- Born: Nelly Harrison 29 November 1916 Bradford, Yorkshire, England
- Died: 15 September 2018 (aged 101) London, England
- Genres: Vocal; jazz; British dance band; traditional pop;
- Instruments: Vocals
- Labels: Rex, Decca, Regal Zonophone
- Website: Helen Clare

= Helen Clare =

English singer (1916–2018)

Helen Clare (born Nelly Harrison; 29 November 1916 – 15 September 2018) was a British singer who was well known in the 1930s and 1940s through her work in variety, radio, television and recording. Clare worked extensively in light entertainment, appearing on BBC Radio and recording with British dance bands. Her distinctive soprano voice saw her working with some of the biggest names of the era, including bandleaders Jack Jackson and Henry Hall. She was one of the last surviving professional singers who had been active in the 1930s.

==Early life==
Nelly Harrison was born in Bradford, Yorkshire, on 29 November 1916, during the First World War, and had an older brother, Tom. Aged four, she moved to Australia with her family, who settled in Burswood, a suburb of Perth. She began performing in cinemas, often dressed to look like Baby Peggy, a popular child star in Hollywood, and progressed to appearing in pantomimes in Perth, as well as Australia's major population centres of Melbourne and Sydney. Billed as "Little Nellie Harrison – Child Wonder", Harrison performed grand opera arias, such as the "Jewel Song" from Faust for Dame Nellie Melba, who she duetted with.

Harrison's voice brought her to the attention of the critics and audiences, with Melba remarking, "this voice must be preserved and not be used for years to come". A 1926 Sydney Opera House production of Aladdin was reviewed by The Sydney Morning Herald, in which it was noted that Harrison won applause from the audience. Harrison, "a diminutive child-prodigy, sang fluently and correctly, with shades and roulades, all in a tiny voice, the valse-air from Edward German's comic opera Tom Jones", the review added.

*Actions to take:*
1 - Answer these questions from the Helen Clare article:
(a) In which suburb of Perth did her family settle?
(b) Which two bandleaders does the article name as people she worked with?
(c) Under what billing did she perform as a child?
2 - Carry on the Helen Clare article from its last sentence.

Named object pointing entries
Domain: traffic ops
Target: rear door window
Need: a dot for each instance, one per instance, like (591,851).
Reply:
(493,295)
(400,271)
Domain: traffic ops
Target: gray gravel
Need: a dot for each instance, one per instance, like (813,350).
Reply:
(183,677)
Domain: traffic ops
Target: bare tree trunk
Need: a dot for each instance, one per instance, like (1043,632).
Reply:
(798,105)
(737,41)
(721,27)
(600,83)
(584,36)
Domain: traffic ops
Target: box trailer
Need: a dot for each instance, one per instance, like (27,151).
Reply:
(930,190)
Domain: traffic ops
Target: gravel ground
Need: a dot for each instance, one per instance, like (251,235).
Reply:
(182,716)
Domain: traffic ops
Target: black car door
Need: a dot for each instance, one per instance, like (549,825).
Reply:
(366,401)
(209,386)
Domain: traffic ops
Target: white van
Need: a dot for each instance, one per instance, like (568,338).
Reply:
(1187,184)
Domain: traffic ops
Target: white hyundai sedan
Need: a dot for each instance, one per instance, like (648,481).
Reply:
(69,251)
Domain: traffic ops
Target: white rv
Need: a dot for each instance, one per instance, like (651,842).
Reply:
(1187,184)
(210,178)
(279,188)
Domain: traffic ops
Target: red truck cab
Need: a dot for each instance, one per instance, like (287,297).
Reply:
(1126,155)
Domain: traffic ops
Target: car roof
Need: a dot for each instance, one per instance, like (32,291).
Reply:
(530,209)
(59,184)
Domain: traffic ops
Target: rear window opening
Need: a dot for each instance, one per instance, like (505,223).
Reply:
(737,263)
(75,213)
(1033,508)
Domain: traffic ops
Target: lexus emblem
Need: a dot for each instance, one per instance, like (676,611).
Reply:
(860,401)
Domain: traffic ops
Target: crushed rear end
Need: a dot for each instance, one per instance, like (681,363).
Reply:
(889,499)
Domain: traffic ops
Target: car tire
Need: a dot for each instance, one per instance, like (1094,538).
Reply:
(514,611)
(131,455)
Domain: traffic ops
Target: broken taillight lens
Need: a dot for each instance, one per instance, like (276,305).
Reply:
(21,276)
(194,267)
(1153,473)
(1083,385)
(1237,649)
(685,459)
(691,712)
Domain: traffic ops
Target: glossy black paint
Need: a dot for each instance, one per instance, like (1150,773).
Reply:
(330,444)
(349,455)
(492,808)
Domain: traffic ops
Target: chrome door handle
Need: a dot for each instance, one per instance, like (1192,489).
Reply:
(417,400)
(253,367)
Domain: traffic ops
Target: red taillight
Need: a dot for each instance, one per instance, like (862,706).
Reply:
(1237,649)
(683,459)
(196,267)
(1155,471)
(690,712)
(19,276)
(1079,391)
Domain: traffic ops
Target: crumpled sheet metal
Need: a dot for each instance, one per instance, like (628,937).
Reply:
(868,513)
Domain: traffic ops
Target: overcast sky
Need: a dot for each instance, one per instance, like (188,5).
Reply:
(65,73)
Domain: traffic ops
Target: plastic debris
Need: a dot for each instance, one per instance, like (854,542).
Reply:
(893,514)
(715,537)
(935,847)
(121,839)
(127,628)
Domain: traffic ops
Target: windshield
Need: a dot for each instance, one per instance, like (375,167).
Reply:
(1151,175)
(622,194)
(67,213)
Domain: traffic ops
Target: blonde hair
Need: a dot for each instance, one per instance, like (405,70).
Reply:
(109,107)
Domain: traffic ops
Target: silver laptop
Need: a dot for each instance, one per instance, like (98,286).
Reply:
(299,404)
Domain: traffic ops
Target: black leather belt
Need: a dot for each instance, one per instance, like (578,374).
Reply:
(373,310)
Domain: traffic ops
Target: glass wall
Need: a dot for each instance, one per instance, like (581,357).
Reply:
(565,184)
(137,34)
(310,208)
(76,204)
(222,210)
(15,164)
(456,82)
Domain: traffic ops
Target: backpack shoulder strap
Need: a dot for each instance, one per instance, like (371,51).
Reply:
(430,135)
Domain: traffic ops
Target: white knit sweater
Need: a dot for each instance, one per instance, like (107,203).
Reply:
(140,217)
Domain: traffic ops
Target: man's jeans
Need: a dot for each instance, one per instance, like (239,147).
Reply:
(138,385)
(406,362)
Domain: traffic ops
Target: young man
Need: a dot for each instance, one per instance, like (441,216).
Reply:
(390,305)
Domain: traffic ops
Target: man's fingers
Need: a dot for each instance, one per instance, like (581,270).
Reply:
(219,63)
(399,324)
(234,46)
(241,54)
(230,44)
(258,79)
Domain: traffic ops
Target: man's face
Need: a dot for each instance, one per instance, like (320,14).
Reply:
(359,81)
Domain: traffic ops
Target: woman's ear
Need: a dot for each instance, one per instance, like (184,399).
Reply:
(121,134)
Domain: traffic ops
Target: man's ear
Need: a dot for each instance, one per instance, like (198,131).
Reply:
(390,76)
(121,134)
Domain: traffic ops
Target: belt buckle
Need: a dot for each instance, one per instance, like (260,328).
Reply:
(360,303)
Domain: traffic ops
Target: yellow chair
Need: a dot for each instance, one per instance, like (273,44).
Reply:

*Answers to each task:*
1 -
(a) Burswood
(b) Jack Jackson and Henry Hall
(c) "Little Nellie Harrison – Child Wonder"

2 -
==Career==

===Early success===
Following the Wall Street crash in 1929, and the subsequent Great Depression, Harrison and her family returned to Yorkshire, living in Shipley, outside Bradford. After leaving school, she worked as a costing clerk in a raincoat factory, but sang in clubs during the evenings. She also appeared with her brother Tom Harrison's band in Bradford. "Unlike their usual singer, I didn't need a megaphone", she said.

Harrison began getting bookings in the North of England, and, having been offered an audition by Eric Maschwitz, the then-Head of BBC Variety, she started to broadcast for the BBC North region in 1934. In the mid-1930s, Harrison joined Conri Tait's Orchestra, who appeared at the Grand Hotel in Harrogate.

By 1936, she was broadcasting under her stage name, Helen Clare, which she would be billed as this from this point on. In February 1937, she began broadcasting throughout Britain on the BBC National Programme with Jack Jackson's band, who were resident at the Dorchester Hotel in London. Jackson had spotted her the previous year, and Clare became a household name, taking bookings from the Radio Normandie, Lyon and Luxembourg stations. Whilst there, she was befriended by a young Danny Kaye, who was appearing in cabaret at the hotel. Clare began appearing on BBC Television when the medium was still in its infancy, becoming one of the first female singers to appear on the small screen in 1937.

That year, she sang George and Ira Gershwin's "They Can't Take That Away from Me" in Cabaret Cartoons, a television programme produced by Cecil Madden. On 22 June that year, she made her recording debut at a Rex session with Jay Wilbur and his Band, when Clare sang a duet with Jack Cooper, "Let's Call the Whole Thing Off", which had been introduced by Fred Astaire and Ginger Rogers in the film Shall We Dance. She made several more recordings with Wilbur's band, and also broadcast with him.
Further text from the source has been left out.